- [TASKS]:
1/ List every bra or breast size that the replies about breast size and breast reduction mention.
2/ Write the next part of the replies about breast size and breast reduction, starting after the last sentence shown.

- [GIVEN PASSAGE]:

>>>>>

For your back and riding... I used to ride, and if you've heard of a capsule bra, I'd reccomend trying one on. They're designed with the realization that boobs bounce in all directions and squashing them against a girl's chest is not the best way to go about it.
The woman you ran into doesn't even know what it means to "look like a girl". If she's had as much plastic surgery as you say, she's a victim of a society that told her she's not thin enough, built enough, round enough, voluptious enough, pouty lipped enough, etc, to be a real girl.
Your situation is completely different. And not wanting size F breasts in no way means you want to look like a man. I'd give her words as much thought as I would give to an Ann Coulter lecture on polite discourse. In other words; I'd laugh, and move on.
People just can't accept that a woman would want to change her boobs for health reasons, because you know, their purpose is for male pleasure, and if you're not doing something with them to make them look good, you're doing it wrong. : \ People who don't have big breasts (myself included) don't know what it feels like to have your boobs get in the way that often, so it's hard for us to understand. So it's either have great big knockers accepted by all but they cause you all sorts of problems, or have nice little ones that rarely get in the way but get you comments like "you need surgery to make those bigger, I know a guy".
When will people accept that boobs belong to who they are attached to?
I was a 38 D when I got into college (18), and it seems I have grown a cup size every two years since (actually it's slowed, thankfully), and I am now a 38 DDD -- people keep trying to tell me I've lost weight... no, I weigh exactly the same, it's just that some of the fat moved from my waist to my breasts. So far they aren't that much of a problem, but I have resigned myself to the fact that I will not ever fit into skinny-people department store clothes, and now only shop at Lane Bryant (I highly suggest their sports bras, at least for the time being since it's difficult for you to ride without pain -- I can run in one, and that's a pretty big deal).
As for the surgery v. feminism non-sense? Really? Are these people so despising of feminism that they'll blame your not wanting serious back problems for the rest of your life on feminism? Oh yeah, "you're so lucky to have large breasts" my ass. They're really not that great. I just have to say, to paraphrase Eric Cartman, it's your hot body, you do what you want. Even if that involves an invasive procedure like breast reduction.
The funny thing is, if you wanted liposuction or a latband (not assuming you need either), there would be nothing but support and none of this "you only want lipo cause you're a feminist" bullshit. Drives my ass crazy, I'll tell you. Give yourself time to finish growing (which I'm heard doesn't really happen until 24, yay), but you should get the surgery if you want it.

<<<<<

- [EXCERPTED DATA]:
>>>>>

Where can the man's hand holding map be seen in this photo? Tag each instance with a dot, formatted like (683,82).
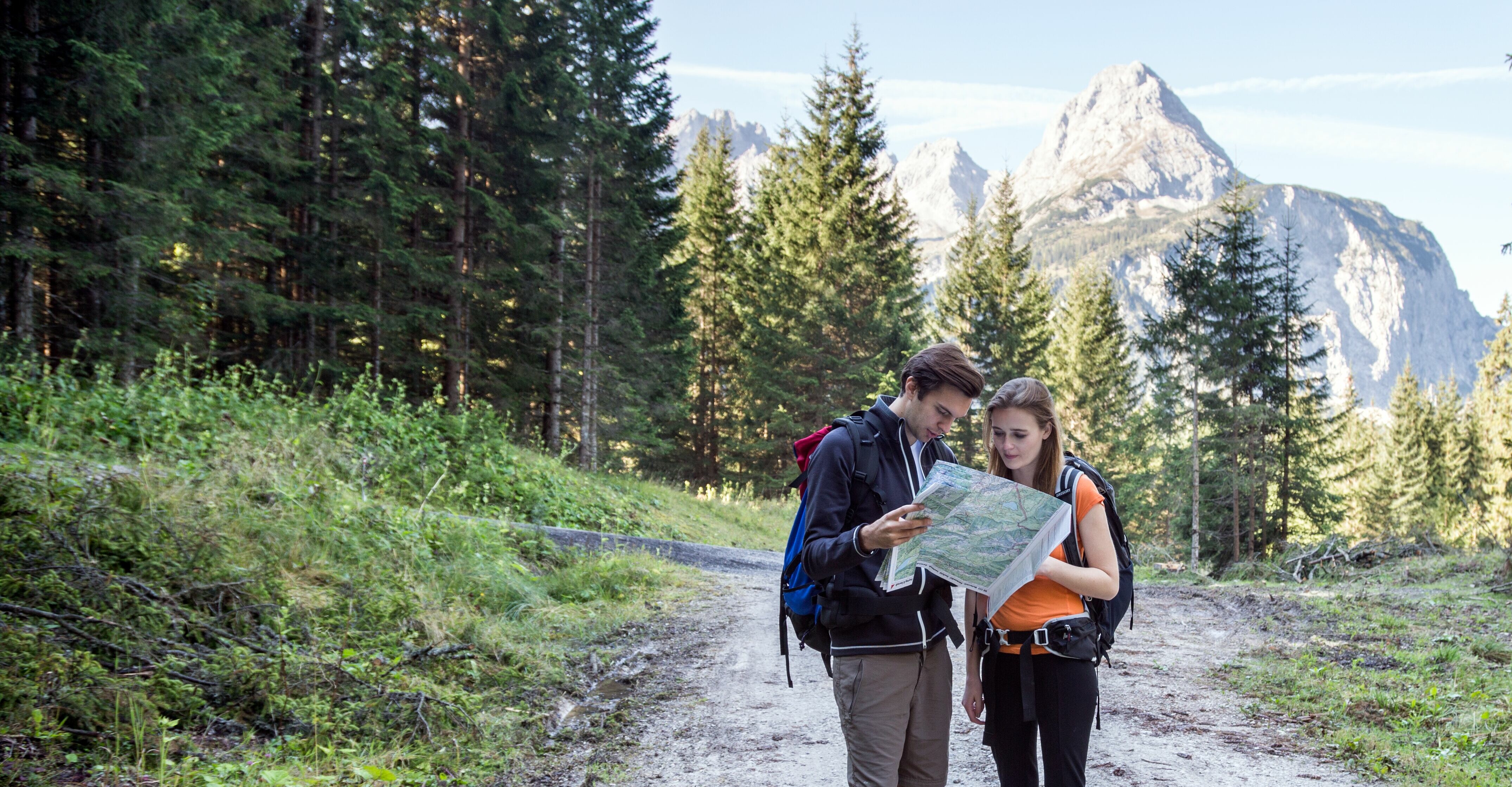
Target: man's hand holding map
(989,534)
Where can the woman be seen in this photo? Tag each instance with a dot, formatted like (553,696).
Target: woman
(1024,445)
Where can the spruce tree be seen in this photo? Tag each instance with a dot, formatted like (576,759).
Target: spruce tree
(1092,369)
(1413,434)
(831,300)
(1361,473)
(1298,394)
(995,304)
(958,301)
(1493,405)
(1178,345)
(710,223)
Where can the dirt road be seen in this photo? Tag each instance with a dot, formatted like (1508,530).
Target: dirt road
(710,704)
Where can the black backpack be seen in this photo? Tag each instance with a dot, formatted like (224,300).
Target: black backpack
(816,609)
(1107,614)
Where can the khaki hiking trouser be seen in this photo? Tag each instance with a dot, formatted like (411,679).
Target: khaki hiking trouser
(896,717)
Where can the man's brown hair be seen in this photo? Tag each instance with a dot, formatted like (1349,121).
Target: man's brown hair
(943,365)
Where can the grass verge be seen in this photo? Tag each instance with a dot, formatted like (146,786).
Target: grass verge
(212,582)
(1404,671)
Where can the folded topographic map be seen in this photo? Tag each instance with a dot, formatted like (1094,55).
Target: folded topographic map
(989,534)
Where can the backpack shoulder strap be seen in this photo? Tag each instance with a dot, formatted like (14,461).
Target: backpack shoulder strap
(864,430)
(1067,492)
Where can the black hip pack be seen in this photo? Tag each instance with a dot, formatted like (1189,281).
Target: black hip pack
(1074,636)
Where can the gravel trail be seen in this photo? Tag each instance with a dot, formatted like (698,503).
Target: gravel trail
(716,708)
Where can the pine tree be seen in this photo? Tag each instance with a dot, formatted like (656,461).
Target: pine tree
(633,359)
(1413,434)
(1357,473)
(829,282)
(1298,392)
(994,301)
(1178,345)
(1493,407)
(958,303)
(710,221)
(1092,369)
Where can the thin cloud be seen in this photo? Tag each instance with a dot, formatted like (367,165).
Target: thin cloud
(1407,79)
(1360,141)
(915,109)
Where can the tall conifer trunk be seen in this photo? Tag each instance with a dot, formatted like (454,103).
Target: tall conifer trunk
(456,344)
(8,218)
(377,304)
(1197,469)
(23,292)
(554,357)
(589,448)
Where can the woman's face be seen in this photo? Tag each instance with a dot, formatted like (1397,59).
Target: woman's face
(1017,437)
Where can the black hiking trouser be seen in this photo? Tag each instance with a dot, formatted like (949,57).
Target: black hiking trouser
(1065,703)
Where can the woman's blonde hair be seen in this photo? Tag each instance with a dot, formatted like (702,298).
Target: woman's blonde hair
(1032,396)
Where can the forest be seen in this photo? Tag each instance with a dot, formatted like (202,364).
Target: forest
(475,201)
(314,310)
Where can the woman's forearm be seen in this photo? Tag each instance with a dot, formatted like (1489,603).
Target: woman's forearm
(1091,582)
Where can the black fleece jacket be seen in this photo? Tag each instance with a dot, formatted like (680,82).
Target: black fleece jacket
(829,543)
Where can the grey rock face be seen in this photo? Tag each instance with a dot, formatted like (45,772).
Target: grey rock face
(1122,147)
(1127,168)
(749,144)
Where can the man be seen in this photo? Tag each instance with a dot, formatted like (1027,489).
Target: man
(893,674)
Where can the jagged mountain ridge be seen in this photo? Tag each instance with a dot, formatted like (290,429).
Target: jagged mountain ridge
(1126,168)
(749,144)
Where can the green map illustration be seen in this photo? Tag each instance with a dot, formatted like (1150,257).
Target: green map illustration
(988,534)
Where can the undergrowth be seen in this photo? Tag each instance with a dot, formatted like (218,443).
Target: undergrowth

<<<<<

- [ANSWERS TO THE EXERCISES]:
1/ size F, 38 D, 38 DDD

2/
Two things: 1, Anyone who does not see that it is a medical, not cosmetic condition is clearly not thinking. 2, are you planning on having children? My stepsister is a FFF and is waiting until she is done having kids before her reduction. If you do it now and have kids later, you may need to go under the knife again.
It amazes me how enthusiastic our culture is about plastic surgery if you're using it to try to fit the patriarchal beauty standard. Somehow this is the only valid use of surgery now? It's like it's always opposite day in plastic surgery land. I've had a couple of reconstructive (knee, shoulder) surgeries done, and so it amazes me that people voluntarily opt for unecessary surgeries like plastic surgery and C-sections. You've got to be pretty desparate to do that just for your appearance or for convenience.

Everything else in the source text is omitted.